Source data
######
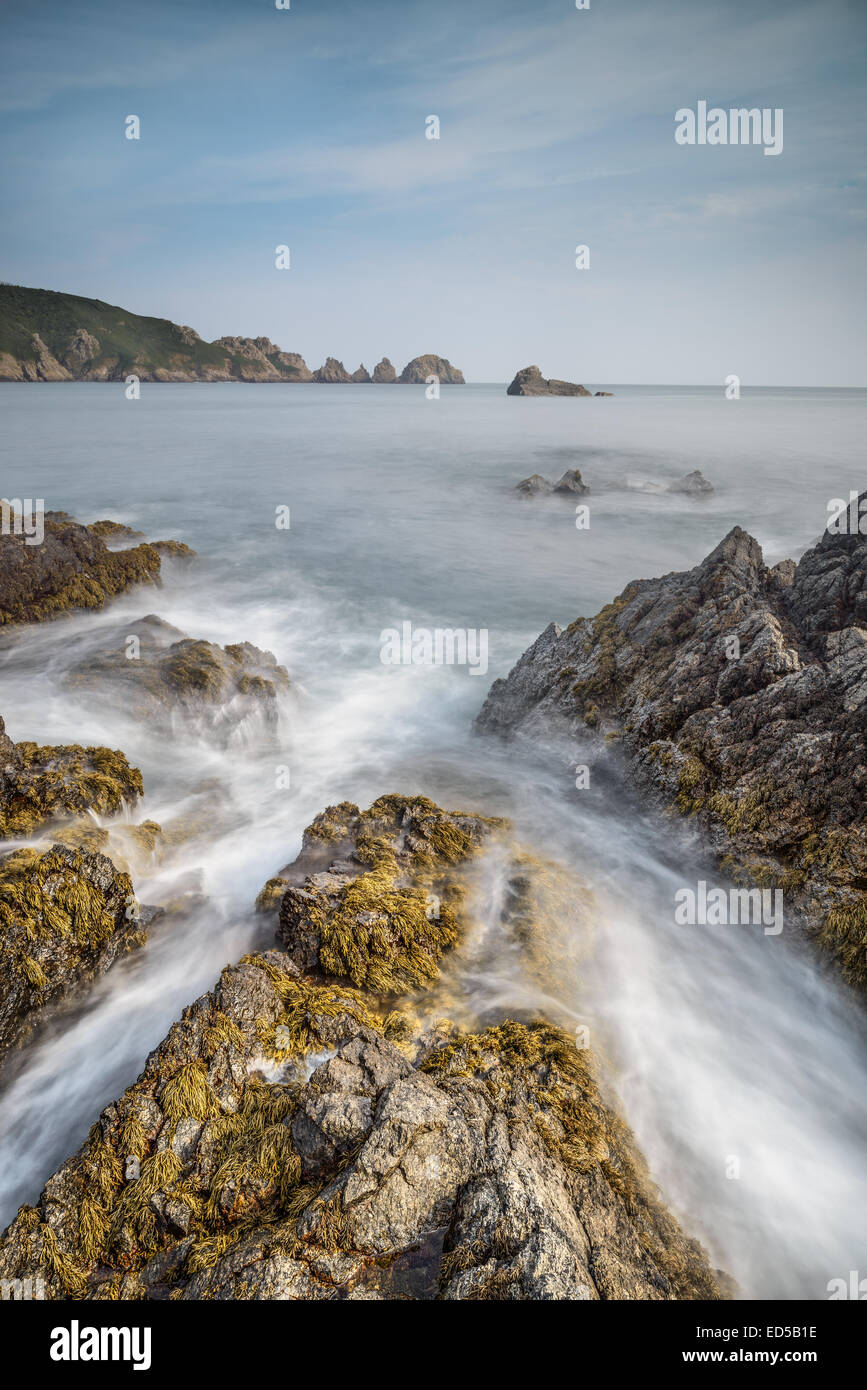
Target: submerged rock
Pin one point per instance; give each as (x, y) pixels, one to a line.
(291, 1139)
(71, 569)
(535, 487)
(741, 695)
(373, 898)
(65, 916)
(539, 487)
(167, 672)
(420, 369)
(42, 784)
(530, 381)
(692, 484)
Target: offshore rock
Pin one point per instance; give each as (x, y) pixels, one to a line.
(531, 382)
(420, 369)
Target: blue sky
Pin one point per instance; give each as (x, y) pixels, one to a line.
(307, 127)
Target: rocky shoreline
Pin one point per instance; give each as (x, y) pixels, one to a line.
(737, 694)
(314, 1126)
(317, 1126)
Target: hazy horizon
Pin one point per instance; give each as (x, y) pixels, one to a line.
(264, 127)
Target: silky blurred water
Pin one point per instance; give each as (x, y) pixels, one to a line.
(721, 1043)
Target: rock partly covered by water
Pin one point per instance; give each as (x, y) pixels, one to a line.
(65, 916)
(373, 898)
(741, 697)
(298, 1139)
(70, 569)
(538, 487)
(420, 369)
(530, 381)
(43, 784)
(156, 672)
(694, 484)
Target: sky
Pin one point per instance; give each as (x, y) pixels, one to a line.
(306, 128)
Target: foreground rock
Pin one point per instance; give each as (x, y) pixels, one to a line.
(531, 382)
(71, 569)
(741, 698)
(293, 1139)
(45, 784)
(167, 673)
(538, 487)
(420, 369)
(65, 916)
(373, 898)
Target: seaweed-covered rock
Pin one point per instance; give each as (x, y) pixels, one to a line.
(156, 670)
(64, 918)
(741, 695)
(42, 784)
(71, 569)
(374, 897)
(279, 1147)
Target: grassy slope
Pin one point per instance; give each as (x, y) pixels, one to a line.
(121, 334)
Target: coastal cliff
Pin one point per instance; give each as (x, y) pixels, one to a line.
(52, 337)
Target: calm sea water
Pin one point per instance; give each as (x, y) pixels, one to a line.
(720, 1044)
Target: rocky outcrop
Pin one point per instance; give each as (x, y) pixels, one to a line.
(739, 695)
(692, 484)
(43, 784)
(571, 483)
(332, 373)
(159, 674)
(71, 569)
(420, 369)
(296, 1139)
(531, 382)
(65, 916)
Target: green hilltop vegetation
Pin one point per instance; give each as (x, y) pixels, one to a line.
(53, 337)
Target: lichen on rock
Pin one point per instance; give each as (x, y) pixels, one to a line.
(65, 916)
(739, 694)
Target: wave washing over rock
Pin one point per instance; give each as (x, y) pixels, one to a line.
(739, 697)
(296, 1136)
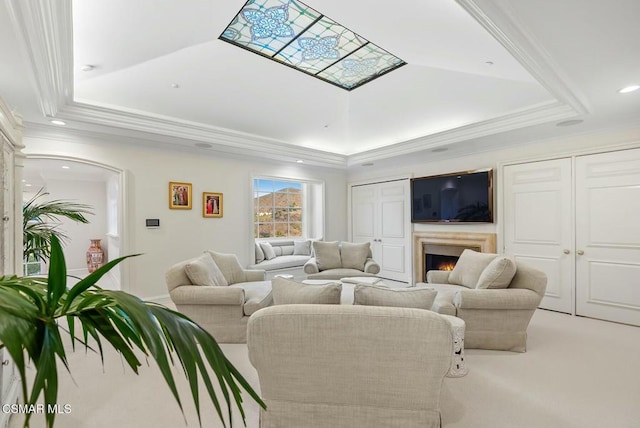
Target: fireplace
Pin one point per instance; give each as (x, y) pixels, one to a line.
(440, 250)
(443, 256)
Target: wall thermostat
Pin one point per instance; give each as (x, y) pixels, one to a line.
(152, 222)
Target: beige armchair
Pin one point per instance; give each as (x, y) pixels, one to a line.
(496, 318)
(349, 366)
(335, 260)
(221, 300)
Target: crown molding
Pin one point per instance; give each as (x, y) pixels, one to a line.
(155, 127)
(109, 135)
(44, 29)
(508, 30)
(534, 116)
(11, 125)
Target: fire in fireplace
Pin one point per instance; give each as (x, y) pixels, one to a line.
(443, 256)
(440, 262)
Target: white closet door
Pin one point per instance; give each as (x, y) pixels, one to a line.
(539, 227)
(608, 236)
(393, 234)
(380, 216)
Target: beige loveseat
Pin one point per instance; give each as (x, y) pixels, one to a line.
(218, 294)
(345, 366)
(280, 256)
(335, 260)
(498, 312)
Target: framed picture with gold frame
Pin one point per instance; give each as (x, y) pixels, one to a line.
(180, 195)
(211, 204)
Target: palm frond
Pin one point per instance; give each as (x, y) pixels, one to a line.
(40, 221)
(30, 309)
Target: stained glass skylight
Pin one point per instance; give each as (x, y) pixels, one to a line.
(298, 36)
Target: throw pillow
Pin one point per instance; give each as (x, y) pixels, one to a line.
(327, 255)
(204, 271)
(302, 248)
(354, 256)
(267, 249)
(287, 292)
(420, 298)
(230, 267)
(498, 274)
(469, 267)
(259, 253)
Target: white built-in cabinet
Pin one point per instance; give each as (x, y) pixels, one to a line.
(380, 215)
(576, 218)
(10, 234)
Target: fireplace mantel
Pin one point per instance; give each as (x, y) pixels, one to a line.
(485, 242)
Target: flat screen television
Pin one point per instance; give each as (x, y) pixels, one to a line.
(459, 197)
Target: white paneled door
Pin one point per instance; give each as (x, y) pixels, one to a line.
(539, 226)
(379, 215)
(608, 236)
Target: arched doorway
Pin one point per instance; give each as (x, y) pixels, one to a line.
(81, 181)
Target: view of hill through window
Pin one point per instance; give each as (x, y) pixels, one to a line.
(277, 209)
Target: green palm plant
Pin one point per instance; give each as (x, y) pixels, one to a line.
(40, 223)
(31, 311)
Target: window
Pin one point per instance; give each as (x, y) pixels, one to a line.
(278, 208)
(293, 34)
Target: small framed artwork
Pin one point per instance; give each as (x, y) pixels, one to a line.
(211, 204)
(180, 196)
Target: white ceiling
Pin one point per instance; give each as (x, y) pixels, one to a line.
(552, 60)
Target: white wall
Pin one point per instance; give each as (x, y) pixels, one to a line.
(185, 234)
(432, 164)
(92, 193)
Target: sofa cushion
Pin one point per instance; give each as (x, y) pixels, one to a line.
(286, 292)
(498, 274)
(204, 271)
(327, 255)
(469, 267)
(419, 298)
(353, 255)
(230, 267)
(282, 262)
(257, 295)
(302, 248)
(259, 253)
(267, 249)
(337, 274)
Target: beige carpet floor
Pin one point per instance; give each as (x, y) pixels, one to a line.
(577, 372)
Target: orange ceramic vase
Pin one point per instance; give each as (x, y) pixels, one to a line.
(95, 255)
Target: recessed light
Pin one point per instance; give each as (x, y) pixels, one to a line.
(570, 122)
(629, 88)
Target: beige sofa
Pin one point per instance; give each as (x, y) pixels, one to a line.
(344, 366)
(280, 256)
(335, 260)
(220, 299)
(496, 317)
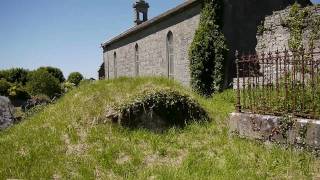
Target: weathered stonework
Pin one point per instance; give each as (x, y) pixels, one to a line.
(276, 34)
(152, 45)
(240, 20)
(304, 132)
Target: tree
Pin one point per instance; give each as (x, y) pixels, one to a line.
(42, 82)
(15, 75)
(208, 50)
(4, 87)
(75, 78)
(55, 72)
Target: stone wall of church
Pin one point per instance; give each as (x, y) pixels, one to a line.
(152, 45)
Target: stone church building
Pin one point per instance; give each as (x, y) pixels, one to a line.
(159, 47)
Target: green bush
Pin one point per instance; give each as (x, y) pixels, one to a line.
(4, 87)
(15, 75)
(55, 72)
(42, 82)
(68, 86)
(208, 50)
(18, 92)
(75, 78)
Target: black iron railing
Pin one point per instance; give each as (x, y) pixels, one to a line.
(279, 83)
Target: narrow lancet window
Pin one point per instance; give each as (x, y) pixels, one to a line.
(115, 64)
(170, 55)
(136, 60)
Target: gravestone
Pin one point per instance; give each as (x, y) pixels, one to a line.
(6, 113)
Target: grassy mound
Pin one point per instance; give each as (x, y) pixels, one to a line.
(72, 140)
(158, 110)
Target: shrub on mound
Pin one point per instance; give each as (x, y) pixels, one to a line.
(158, 111)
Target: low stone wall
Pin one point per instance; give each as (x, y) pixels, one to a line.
(295, 131)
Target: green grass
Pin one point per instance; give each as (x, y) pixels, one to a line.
(70, 140)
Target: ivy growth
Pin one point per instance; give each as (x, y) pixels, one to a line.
(295, 24)
(299, 19)
(208, 50)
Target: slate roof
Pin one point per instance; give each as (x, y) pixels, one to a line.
(152, 21)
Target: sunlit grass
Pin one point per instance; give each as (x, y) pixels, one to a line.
(68, 140)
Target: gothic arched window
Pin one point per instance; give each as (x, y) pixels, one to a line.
(115, 64)
(170, 54)
(136, 59)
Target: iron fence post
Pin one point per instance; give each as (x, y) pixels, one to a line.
(238, 106)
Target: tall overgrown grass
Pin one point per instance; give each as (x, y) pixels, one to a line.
(71, 140)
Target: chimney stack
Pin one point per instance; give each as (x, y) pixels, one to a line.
(140, 8)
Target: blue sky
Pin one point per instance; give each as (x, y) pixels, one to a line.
(64, 33)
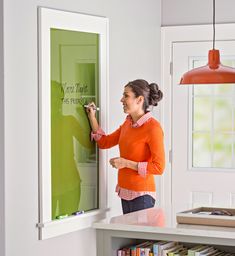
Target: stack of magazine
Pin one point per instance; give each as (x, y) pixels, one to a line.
(170, 248)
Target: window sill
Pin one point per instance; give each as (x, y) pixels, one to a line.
(70, 224)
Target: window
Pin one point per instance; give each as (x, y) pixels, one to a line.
(213, 123)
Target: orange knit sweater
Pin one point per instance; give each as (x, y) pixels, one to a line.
(141, 144)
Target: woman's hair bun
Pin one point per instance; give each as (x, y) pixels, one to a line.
(155, 94)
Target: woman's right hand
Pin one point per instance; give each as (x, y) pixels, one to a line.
(91, 109)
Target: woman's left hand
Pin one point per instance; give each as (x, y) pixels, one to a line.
(118, 162)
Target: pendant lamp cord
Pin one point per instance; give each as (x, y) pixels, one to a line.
(213, 24)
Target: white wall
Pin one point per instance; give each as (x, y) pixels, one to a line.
(190, 12)
(134, 53)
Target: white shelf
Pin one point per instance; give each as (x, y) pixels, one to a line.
(120, 231)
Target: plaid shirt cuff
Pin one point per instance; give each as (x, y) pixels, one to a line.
(97, 135)
(142, 169)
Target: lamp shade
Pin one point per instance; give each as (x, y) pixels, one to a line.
(212, 73)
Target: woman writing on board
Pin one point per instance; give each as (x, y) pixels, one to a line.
(140, 141)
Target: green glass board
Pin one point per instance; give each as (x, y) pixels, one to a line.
(74, 158)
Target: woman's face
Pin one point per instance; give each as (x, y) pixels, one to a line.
(130, 103)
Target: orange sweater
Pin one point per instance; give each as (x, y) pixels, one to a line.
(141, 144)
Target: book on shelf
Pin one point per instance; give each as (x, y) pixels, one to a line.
(199, 250)
(167, 251)
(143, 247)
(156, 247)
(165, 246)
(179, 250)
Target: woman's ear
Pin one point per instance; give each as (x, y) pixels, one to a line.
(140, 99)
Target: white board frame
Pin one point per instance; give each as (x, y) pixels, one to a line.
(47, 19)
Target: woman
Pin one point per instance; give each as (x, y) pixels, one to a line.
(140, 140)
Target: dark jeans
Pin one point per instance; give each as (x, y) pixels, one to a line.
(139, 203)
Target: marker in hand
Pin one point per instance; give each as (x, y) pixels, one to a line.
(95, 108)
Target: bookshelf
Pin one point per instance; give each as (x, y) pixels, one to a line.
(117, 232)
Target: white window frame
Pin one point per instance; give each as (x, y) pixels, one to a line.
(51, 18)
(170, 35)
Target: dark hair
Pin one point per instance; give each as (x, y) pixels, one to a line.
(152, 94)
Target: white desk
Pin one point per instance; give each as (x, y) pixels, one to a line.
(151, 224)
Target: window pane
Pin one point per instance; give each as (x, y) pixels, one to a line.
(222, 114)
(222, 150)
(201, 150)
(202, 114)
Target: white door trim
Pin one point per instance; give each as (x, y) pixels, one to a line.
(170, 35)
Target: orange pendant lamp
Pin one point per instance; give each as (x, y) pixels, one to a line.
(212, 73)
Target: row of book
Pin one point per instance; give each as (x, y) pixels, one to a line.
(170, 248)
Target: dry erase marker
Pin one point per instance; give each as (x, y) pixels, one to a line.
(78, 213)
(62, 216)
(95, 108)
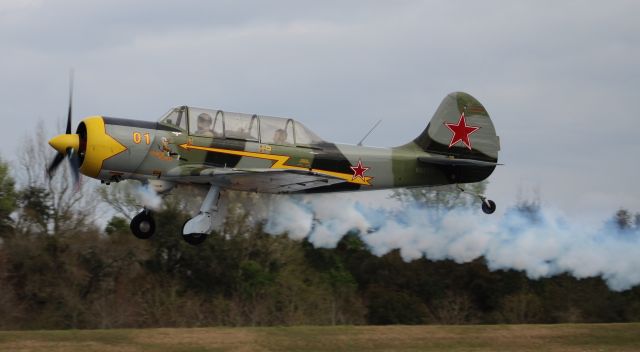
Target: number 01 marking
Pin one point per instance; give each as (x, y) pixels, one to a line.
(137, 138)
######
**What you are asked to do**
Look over the entries above and count the lines where the word "water" appears, then report only that count.

**Output**
3